● **EXCERPT**
===
Wednesday, May 6, 2009

State of Grace

In a previous post I mentioned I am a lover of language and words. Some scientists say that the use of language separates us from other animals, but I don't believe that. In my opinion, other (maybe most) animals on this planet use language. I certainly think that whales and porpoises have and use language. The great apes - gorillas, chimpanzees, orangutans - most likely have some sort of vocal communication. And my work with rabbits over the past decade has convinced me beyond any reasonable doubt that they have a common language which they use to talk to each other. It's far too subtle for humans to discern, but I believe it's there. Even very young rabbits are born with an understanding of the lapine language.

Maybe what does delineate us from other animals is the extent to which humans use language. Over thousands of years humans have created hundreds, if not thousands of individual languages and dialects. More importantly, humans have devised a way of codifying and writing their language down, which means knowledge can be preserved and transferred to other humans. Animals may have dialects but to our (admittedly meager) knowledge they do not write things down.

Humans have taken language as a means to express information about concrete objects and extended it to include abstract concepts. Abstractions are very important ideas that don't necessarily have a physical manifestation. Emotions, such as sorrow, joy and anger, are abstract concepts without a physical component, even though you can often "tell" if someone is angry or sorrowful from the way they look and act . But these are merely outward signs, not the emotion themselves. Other abstract concepts such as courage and honesty are even more ephemeral - it's sometimes impossible to tell from their outward appearance if someone is courageous or honest. But they exist and are very important. It's interesting to me how some of the smallest words can carry immense abstract meaning, which brings me to the subject of this post.
===
● **RECORDED DATA**
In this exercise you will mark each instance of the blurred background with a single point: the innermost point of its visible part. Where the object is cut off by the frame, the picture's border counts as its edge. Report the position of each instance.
===
● **PROBLEM SET**
1 > Transcribe the passage of the post on language that starts at the words "Maybe what does" and ends after "write things down.".
2 > Carry on writing the post on language, starting right after its last sentence.

● **ANSWERS PER TASK**
1 >
Maybe what does delineate us from other animals is the extent to which humans use language. Over thousands of years humans have created hundreds, if not thousands of individual languages and dialects. More importantly, humans have devised a way of codifying and writing their language down, which means knowledge can be preserved and transferred to other humans. Animals may have dialects but to our (admittedly meager) knowledge they do not write things down.

2 >
"Grace" is one of these words. Five letters, one small word, but what an interesting concept. Everyone has heard of grace. Athletes and dancers can be described as "graceful." We talk about being in someone's "good graces." A Catholic prayer starts out, "Hail Mary, full of grace." We've heard about "grace" all our lives but what does it truly mean? If a dictionary entry did not exist for "grace" and you were called upon to write it, what would you write? It is such a highly abstract concept that everyone knows what it is, but it is very difficult indeed to describe it in concrete terms, much like "hope," an even smaller word but equally abstract. We all know what "hope" means, but how can we describe it concretely?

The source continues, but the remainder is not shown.